• _DIRECTIVE_
Swap every "integer pairs" for "whole-number pairs" in the lines starting with the line that contains "Each matching instance of the curb" and running through the last line, leaving everything else unchanged. Return only those lines.

• _MATERIAL_
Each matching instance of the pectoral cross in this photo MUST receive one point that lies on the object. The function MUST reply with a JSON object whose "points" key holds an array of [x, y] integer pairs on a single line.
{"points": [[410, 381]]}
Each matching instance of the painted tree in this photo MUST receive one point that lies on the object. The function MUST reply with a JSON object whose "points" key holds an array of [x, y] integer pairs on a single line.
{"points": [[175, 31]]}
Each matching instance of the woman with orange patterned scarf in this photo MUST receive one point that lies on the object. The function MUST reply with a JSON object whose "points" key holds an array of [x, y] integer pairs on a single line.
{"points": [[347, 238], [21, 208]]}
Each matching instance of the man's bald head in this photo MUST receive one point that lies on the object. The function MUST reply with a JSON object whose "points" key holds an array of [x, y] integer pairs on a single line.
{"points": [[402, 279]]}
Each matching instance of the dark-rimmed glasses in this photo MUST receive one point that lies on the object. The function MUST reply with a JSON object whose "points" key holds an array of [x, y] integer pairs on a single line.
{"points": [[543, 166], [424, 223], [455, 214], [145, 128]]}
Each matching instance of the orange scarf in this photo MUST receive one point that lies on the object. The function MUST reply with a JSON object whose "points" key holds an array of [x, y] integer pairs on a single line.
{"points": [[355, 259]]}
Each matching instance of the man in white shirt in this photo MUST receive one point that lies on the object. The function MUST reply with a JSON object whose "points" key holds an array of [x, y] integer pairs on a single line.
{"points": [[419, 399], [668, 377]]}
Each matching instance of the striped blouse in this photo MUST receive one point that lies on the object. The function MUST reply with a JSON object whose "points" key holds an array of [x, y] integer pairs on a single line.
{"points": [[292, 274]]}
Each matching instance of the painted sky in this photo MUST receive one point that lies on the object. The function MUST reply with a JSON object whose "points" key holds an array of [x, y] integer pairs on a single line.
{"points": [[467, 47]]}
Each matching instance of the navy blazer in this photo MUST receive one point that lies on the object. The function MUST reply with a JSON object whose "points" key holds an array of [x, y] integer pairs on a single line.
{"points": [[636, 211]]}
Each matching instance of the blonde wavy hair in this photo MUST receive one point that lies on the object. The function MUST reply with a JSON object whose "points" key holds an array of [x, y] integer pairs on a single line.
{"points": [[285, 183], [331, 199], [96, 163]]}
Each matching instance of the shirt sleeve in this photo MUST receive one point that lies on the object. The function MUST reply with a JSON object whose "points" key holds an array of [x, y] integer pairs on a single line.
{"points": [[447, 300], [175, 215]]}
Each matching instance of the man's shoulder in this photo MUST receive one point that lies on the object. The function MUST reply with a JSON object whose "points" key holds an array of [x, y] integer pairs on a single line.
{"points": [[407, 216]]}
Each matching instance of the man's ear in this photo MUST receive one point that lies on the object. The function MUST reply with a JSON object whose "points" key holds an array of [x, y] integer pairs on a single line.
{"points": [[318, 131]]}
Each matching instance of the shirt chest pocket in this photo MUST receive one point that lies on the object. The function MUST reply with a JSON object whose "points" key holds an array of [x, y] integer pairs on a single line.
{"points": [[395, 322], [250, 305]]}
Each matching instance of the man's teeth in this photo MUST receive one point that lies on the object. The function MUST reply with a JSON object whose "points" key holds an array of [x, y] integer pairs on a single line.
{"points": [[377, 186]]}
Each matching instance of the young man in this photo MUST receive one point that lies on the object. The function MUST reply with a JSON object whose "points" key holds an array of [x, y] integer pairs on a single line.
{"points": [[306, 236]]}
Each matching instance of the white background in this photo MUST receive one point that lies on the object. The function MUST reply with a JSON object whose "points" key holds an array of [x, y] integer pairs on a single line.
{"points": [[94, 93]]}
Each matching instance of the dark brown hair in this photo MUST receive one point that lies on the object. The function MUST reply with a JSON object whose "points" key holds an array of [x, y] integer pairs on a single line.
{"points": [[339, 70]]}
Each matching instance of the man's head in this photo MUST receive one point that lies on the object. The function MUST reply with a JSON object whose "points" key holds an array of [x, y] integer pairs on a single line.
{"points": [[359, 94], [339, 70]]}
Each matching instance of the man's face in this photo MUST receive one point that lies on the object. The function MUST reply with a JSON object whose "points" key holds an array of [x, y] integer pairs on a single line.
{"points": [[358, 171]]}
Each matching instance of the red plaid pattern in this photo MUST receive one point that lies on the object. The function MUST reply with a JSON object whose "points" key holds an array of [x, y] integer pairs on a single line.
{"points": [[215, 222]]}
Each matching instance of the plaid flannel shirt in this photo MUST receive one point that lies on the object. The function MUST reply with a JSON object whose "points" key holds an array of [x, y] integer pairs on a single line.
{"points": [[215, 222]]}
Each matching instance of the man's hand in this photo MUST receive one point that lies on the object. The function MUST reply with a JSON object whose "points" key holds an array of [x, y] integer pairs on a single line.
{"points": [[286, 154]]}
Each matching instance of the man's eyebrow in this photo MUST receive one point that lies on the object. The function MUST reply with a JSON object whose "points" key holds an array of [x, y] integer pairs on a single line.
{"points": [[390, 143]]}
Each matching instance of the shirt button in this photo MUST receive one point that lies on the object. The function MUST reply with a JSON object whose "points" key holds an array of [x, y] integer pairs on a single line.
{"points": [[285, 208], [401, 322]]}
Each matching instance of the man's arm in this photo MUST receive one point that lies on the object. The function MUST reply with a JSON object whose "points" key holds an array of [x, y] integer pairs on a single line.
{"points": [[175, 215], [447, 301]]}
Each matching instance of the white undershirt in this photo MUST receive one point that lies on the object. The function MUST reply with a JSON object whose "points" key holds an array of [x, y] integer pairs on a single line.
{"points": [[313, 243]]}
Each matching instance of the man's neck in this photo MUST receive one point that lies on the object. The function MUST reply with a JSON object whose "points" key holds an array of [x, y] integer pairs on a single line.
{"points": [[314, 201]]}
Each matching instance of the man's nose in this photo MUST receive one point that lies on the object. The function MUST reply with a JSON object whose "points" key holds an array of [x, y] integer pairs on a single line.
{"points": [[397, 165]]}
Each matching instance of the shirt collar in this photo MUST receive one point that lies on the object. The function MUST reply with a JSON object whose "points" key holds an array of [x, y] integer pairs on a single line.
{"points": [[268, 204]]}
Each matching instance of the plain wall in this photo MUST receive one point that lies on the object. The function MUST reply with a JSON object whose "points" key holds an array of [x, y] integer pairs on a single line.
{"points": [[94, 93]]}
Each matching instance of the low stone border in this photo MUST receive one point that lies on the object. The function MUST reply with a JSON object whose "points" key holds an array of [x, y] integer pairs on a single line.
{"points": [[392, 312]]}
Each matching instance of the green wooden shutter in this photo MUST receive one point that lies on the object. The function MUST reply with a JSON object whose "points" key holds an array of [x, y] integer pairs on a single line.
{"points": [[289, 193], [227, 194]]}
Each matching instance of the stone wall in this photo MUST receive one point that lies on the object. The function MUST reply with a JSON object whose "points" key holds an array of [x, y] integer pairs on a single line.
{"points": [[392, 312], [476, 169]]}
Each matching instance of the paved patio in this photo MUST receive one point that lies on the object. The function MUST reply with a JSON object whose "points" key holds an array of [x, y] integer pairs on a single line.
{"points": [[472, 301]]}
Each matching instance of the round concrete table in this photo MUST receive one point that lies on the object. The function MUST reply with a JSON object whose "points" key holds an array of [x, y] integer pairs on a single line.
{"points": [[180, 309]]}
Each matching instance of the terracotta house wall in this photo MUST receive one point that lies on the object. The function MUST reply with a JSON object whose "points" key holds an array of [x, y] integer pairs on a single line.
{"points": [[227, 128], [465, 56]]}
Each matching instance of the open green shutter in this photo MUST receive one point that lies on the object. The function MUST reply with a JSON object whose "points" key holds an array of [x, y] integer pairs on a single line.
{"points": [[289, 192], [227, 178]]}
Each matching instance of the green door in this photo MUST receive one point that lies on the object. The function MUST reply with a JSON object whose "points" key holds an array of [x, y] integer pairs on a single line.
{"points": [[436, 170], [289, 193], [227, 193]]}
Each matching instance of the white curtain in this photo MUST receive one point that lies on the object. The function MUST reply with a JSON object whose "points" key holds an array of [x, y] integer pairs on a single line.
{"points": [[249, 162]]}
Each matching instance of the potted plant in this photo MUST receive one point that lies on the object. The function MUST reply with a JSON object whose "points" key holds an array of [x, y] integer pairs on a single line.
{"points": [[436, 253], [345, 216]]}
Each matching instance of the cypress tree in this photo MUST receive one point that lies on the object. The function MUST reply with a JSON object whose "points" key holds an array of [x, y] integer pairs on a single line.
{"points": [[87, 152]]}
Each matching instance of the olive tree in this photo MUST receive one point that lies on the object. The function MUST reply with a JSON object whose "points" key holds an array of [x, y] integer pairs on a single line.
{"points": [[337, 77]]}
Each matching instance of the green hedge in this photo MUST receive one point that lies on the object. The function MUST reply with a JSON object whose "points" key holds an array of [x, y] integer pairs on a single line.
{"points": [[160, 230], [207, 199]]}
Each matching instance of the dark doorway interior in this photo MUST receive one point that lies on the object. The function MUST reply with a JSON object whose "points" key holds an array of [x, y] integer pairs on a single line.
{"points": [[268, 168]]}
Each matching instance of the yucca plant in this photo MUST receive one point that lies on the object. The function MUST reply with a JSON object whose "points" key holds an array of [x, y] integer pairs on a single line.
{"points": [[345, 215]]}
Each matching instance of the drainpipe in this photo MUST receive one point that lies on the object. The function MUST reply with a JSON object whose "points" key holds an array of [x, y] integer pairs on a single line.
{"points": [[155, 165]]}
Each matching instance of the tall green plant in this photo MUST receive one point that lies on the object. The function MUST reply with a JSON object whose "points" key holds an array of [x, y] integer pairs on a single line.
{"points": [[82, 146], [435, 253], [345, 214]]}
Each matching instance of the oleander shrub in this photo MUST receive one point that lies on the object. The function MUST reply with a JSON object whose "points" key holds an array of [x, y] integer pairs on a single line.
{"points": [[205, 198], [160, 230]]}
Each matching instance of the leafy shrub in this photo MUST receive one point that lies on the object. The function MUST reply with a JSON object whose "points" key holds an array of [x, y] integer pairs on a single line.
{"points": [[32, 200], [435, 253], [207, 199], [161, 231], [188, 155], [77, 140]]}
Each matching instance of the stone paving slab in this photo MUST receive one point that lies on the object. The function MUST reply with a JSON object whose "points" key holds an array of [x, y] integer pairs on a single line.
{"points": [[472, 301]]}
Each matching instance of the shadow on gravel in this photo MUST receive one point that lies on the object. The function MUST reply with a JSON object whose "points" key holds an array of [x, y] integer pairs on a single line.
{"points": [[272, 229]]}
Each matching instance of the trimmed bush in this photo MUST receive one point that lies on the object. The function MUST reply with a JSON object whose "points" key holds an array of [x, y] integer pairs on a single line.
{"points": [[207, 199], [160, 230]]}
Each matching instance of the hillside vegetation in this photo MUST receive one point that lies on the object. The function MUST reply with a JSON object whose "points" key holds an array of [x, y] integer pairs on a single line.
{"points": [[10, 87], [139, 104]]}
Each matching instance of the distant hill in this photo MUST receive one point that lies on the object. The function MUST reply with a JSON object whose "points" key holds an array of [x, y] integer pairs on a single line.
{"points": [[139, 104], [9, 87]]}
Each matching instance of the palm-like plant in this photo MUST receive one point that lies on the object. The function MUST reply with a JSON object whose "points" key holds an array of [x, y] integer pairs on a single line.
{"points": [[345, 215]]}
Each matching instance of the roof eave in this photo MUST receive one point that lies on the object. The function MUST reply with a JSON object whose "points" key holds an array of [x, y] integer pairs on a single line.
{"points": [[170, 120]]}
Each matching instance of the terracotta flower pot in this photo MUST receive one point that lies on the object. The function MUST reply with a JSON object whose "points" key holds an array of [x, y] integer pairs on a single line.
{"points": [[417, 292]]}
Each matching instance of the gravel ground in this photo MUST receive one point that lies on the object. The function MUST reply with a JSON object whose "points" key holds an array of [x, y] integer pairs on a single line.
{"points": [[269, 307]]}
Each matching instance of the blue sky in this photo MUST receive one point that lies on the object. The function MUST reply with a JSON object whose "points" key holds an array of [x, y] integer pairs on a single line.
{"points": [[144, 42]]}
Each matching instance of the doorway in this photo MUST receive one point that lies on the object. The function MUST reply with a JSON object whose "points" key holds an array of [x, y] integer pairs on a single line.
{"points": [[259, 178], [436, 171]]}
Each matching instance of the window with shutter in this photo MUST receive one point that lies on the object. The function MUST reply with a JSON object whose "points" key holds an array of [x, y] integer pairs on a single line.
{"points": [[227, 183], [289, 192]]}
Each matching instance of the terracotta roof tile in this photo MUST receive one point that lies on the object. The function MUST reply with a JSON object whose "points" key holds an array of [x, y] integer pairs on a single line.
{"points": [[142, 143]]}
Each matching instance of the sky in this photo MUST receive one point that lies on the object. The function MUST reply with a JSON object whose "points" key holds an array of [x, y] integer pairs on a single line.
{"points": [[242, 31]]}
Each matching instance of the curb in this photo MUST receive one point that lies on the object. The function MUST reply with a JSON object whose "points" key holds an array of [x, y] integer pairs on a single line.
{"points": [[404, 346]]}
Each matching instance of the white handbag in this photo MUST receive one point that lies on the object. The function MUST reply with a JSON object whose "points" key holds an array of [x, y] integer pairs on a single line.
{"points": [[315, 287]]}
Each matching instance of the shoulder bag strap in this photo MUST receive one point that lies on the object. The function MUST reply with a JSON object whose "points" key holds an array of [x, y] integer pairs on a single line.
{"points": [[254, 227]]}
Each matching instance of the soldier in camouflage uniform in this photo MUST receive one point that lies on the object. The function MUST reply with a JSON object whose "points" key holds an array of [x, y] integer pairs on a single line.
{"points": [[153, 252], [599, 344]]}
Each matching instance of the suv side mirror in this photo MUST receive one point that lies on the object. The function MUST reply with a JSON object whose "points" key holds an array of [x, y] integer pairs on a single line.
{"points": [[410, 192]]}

• _OUTPUT_
Each matching instance of the curb in this photo MUST receive one point that lies on the object. The function MUST reply with a JSON object whose "points" key holds an array of [x, y] whole-number pairs on a single line.
{"points": [[404, 346]]}
Each matching instance of the white handbag in this photo MUST receive one point that lies on the object. The function MUST reply with a JSON object whose "points" key holds an array of [x, y] whole-number pairs on a single line.
{"points": [[315, 287]]}
Each matching instance of the shoulder bag strap in this photo MUST receive one point that lies on the object. The function MUST reply with a JSON object whose "points" key holds an array of [x, y] whole-number pairs on a single line.
{"points": [[254, 227]]}
Each matching instance of the soldier in camouflage uniform in this photo MUST receive one point that lies on the object. The function MUST reply with a JSON object whose "points" key holds an array of [x, y] whole-number pairs on a single line.
{"points": [[153, 252], [599, 344]]}
Each matching instance of the suv side mirror in this photo MUST receive one point that lies on the object. The function MUST reply with a JSON object whose "points" key holds an array of [x, y] whole-number pairs on a single line.
{"points": [[410, 192]]}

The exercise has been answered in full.